— start of Data —
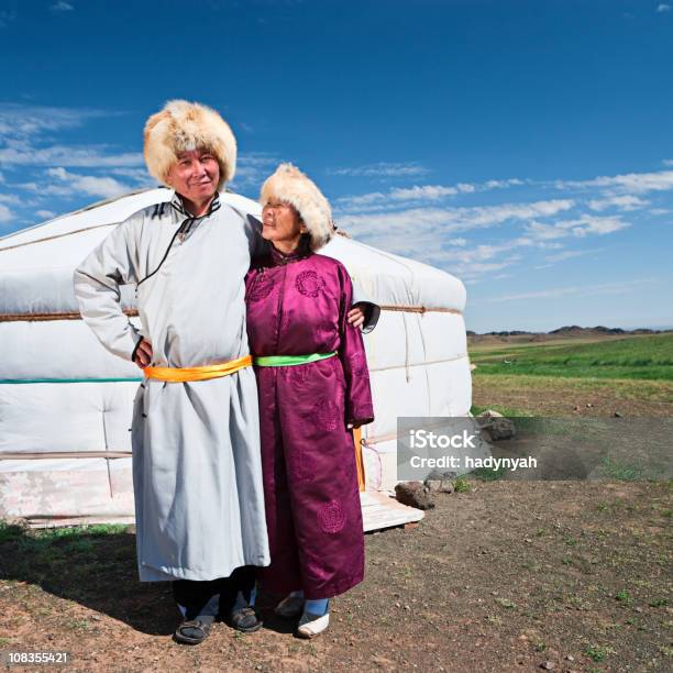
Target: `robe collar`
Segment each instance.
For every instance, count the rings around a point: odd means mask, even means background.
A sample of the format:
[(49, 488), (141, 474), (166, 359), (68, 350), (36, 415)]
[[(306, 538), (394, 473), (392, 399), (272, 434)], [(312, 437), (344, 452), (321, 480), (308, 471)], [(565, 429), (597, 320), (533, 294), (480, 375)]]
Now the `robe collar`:
[(210, 201), (210, 206), (208, 207), (208, 211), (206, 213), (203, 213), (202, 216), (199, 216), (198, 218), (195, 218), (186, 208), (185, 208), (185, 203), (183, 202), (183, 197), (176, 191), (173, 195), (173, 198), (170, 199), (170, 206), (173, 206), (173, 208), (175, 210), (177, 210), (180, 214), (190, 218), (192, 220), (201, 220), (202, 218), (207, 218), (208, 216), (212, 214), (216, 210), (219, 210), (221, 208), (221, 203), (220, 203), (220, 192), (216, 191), (214, 197), (212, 198), (212, 201)]
[(273, 266), (283, 266), (285, 264), (291, 264), (293, 262), (299, 262), (299, 260), (305, 260), (311, 254), (310, 249), (302, 245), (302, 241), (299, 241), (299, 245), (297, 245), (291, 253), (284, 253), (279, 251), (273, 243), (269, 247)]

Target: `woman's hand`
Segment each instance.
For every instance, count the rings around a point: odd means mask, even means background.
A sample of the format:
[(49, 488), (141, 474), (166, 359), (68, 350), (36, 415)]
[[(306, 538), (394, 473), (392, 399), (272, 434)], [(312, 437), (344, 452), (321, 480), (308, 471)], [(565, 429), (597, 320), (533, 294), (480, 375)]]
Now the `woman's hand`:
[(133, 356), (133, 362), (141, 369), (144, 369), (152, 362), (152, 344), (145, 338), (141, 339)]
[(346, 320), (353, 327), (360, 328), (364, 324), (364, 311), (356, 306), (347, 312)]

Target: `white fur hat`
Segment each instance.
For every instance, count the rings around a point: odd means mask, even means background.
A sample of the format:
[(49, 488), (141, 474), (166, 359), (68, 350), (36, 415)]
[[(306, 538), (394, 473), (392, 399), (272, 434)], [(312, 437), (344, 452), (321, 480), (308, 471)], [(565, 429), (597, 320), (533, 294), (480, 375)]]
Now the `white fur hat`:
[(145, 124), (143, 154), (150, 175), (166, 186), (170, 167), (181, 152), (208, 150), (220, 165), (219, 189), (236, 170), (236, 139), (211, 108), (187, 100), (170, 100)]
[(311, 236), (311, 250), (322, 247), (334, 234), (332, 209), (320, 189), (299, 168), (280, 164), (262, 186), (260, 202), (269, 200), (291, 203), (299, 212)]

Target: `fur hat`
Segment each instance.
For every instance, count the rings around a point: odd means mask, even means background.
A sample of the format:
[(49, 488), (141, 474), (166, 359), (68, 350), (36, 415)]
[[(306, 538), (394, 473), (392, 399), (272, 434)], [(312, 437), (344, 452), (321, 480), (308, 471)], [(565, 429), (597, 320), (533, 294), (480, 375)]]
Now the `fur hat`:
[(311, 250), (322, 247), (334, 234), (332, 209), (320, 189), (299, 168), (280, 164), (262, 186), (262, 206), (271, 199), (286, 201), (296, 209), (311, 238)]
[(220, 165), (221, 189), (236, 170), (236, 139), (218, 112), (187, 100), (170, 100), (145, 124), (143, 154), (150, 175), (170, 187), (166, 178), (181, 152), (208, 150)]

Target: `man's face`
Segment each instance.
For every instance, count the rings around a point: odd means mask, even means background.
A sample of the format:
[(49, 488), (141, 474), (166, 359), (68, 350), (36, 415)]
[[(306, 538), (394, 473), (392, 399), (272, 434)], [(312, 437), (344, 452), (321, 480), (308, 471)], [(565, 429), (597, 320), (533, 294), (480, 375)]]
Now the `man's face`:
[(214, 155), (206, 150), (180, 153), (168, 172), (168, 184), (177, 194), (195, 203), (212, 198), (219, 181), (220, 165)]

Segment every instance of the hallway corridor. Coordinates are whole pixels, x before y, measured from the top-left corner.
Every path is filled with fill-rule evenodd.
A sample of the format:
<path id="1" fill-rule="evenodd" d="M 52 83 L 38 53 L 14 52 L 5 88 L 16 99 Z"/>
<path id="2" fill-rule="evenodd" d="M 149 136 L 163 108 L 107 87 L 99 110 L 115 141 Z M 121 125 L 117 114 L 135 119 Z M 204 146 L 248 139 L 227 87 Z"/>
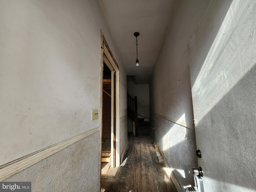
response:
<path id="1" fill-rule="evenodd" d="M 110 167 L 101 175 L 101 192 L 176 192 L 159 163 L 151 137 L 131 136 L 119 167 Z M 102 163 L 102 170 L 106 163 Z"/>

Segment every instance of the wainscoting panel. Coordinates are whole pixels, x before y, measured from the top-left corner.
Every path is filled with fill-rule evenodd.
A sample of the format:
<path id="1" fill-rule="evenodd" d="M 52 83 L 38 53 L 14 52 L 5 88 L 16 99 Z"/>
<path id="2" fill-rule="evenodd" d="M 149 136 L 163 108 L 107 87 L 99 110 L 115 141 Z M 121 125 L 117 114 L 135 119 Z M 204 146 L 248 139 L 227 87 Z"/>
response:
<path id="1" fill-rule="evenodd" d="M 126 143 L 127 140 L 128 130 L 127 129 L 127 116 L 123 116 L 120 118 L 120 152 L 121 154 L 126 148 Z M 121 159 L 121 160 L 122 160 Z"/>
<path id="2" fill-rule="evenodd" d="M 33 192 L 97 191 L 99 139 L 94 133 L 4 181 L 31 182 Z"/>

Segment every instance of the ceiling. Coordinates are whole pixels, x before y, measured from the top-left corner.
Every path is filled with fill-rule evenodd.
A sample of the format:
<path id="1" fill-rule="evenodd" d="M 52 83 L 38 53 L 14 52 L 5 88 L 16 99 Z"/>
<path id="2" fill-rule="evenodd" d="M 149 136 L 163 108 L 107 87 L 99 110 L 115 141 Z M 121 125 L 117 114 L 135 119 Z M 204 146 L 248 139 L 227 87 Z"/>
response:
<path id="1" fill-rule="evenodd" d="M 135 76 L 136 84 L 148 84 L 177 0 L 100 0 L 127 75 Z"/>

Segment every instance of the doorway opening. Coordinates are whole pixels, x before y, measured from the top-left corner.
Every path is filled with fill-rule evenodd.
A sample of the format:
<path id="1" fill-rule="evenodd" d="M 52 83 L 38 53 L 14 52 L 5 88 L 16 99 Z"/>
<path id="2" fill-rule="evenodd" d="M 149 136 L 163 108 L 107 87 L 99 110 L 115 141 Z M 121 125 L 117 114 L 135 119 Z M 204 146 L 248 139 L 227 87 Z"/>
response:
<path id="1" fill-rule="evenodd" d="M 115 130 L 116 127 L 114 123 L 115 114 L 114 110 L 115 100 L 114 98 L 115 91 L 115 83 L 114 81 L 114 86 L 112 86 L 112 72 L 111 70 L 113 70 L 112 68 L 111 69 L 108 66 L 106 62 L 108 61 L 106 60 L 106 58 L 104 56 L 103 60 L 103 86 L 102 86 L 102 151 L 101 151 L 101 162 L 102 167 L 103 168 L 102 169 L 102 173 L 104 172 L 108 171 L 108 168 L 110 165 L 112 166 L 115 166 Z M 113 89 L 114 92 L 112 92 Z M 113 97 L 114 97 L 114 99 Z M 114 121 L 112 121 L 112 100 L 114 101 Z M 114 126 L 113 127 L 111 125 L 112 121 L 114 121 Z M 112 130 L 113 129 L 113 130 Z M 113 131 L 112 132 L 112 131 Z M 113 134 L 112 134 L 113 133 Z M 111 137 L 112 135 L 113 135 Z M 112 143 L 113 144 L 111 144 Z M 113 154 L 114 153 L 114 154 Z M 111 154 L 113 155 L 111 155 Z M 112 160 L 111 161 L 111 159 Z M 112 164 L 111 162 L 112 162 Z"/>
<path id="2" fill-rule="evenodd" d="M 99 190 L 102 164 L 108 163 L 108 170 L 119 166 L 120 161 L 119 68 L 101 32 Z"/>

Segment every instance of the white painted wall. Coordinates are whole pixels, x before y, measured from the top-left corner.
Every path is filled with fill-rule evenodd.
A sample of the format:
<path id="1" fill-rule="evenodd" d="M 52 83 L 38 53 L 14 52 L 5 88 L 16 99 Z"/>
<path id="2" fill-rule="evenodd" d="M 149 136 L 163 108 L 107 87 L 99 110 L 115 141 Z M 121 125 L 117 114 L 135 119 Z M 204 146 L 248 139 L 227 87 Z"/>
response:
<path id="1" fill-rule="evenodd" d="M 136 85 L 131 76 L 127 77 L 127 92 L 133 98 L 137 96 L 138 114 L 149 118 L 149 86 L 148 84 Z"/>
<path id="2" fill-rule="evenodd" d="M 209 2 L 179 1 L 150 82 L 154 136 L 184 190 L 194 184 L 195 133 L 167 119 L 194 124 L 187 44 Z"/>
<path id="3" fill-rule="evenodd" d="M 91 118 L 100 110 L 100 29 L 126 115 L 126 72 L 98 1 L 1 0 L 0 18 L 0 165 L 99 126 Z"/>
<path id="4" fill-rule="evenodd" d="M 212 0 L 188 45 L 204 191 L 256 191 L 256 2 Z"/>

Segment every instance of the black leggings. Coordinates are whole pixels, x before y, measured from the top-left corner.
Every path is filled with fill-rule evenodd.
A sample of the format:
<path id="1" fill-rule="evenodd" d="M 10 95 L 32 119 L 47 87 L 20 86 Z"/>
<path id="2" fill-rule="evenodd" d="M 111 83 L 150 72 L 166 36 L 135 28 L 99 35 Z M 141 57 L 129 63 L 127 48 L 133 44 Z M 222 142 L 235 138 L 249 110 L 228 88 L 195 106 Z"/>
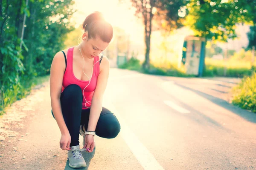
— end of Data —
-- Exercise --
Write out the listing from its beginning through the line containing "198), (212, 201)]", swapping "robe collar" for "coat collar" and changing nothing else. Leave the pictures out.

-- Solved problem --
Target: `coat collar`
Segment each instance.
For every instance, count the rings around a point: odd means mask, even means background.
A sample of the format:
[(49, 488), (141, 474), (166, 359), (68, 350), (36, 415)]
[[(306, 538), (394, 473), (392, 399), (272, 434)], [(312, 437), (344, 452), (321, 480), (308, 471)], [(565, 429), (597, 320), (533, 294), (480, 375)]]
Now the `coat collar`:
[(210, 201), (210, 206), (208, 207), (208, 211), (206, 213), (203, 213), (202, 216), (199, 216), (198, 218), (195, 218), (186, 208), (185, 208), (185, 203), (183, 202), (183, 197), (176, 191), (173, 195), (173, 198), (170, 199), (170, 206), (173, 206), (173, 208), (175, 210), (177, 210), (180, 214), (190, 218), (192, 220), (201, 220), (202, 218), (207, 218), (208, 216), (212, 214), (216, 210), (219, 210), (221, 208), (221, 203), (220, 203), (220, 192), (216, 191), (214, 197), (212, 198), (212, 201)]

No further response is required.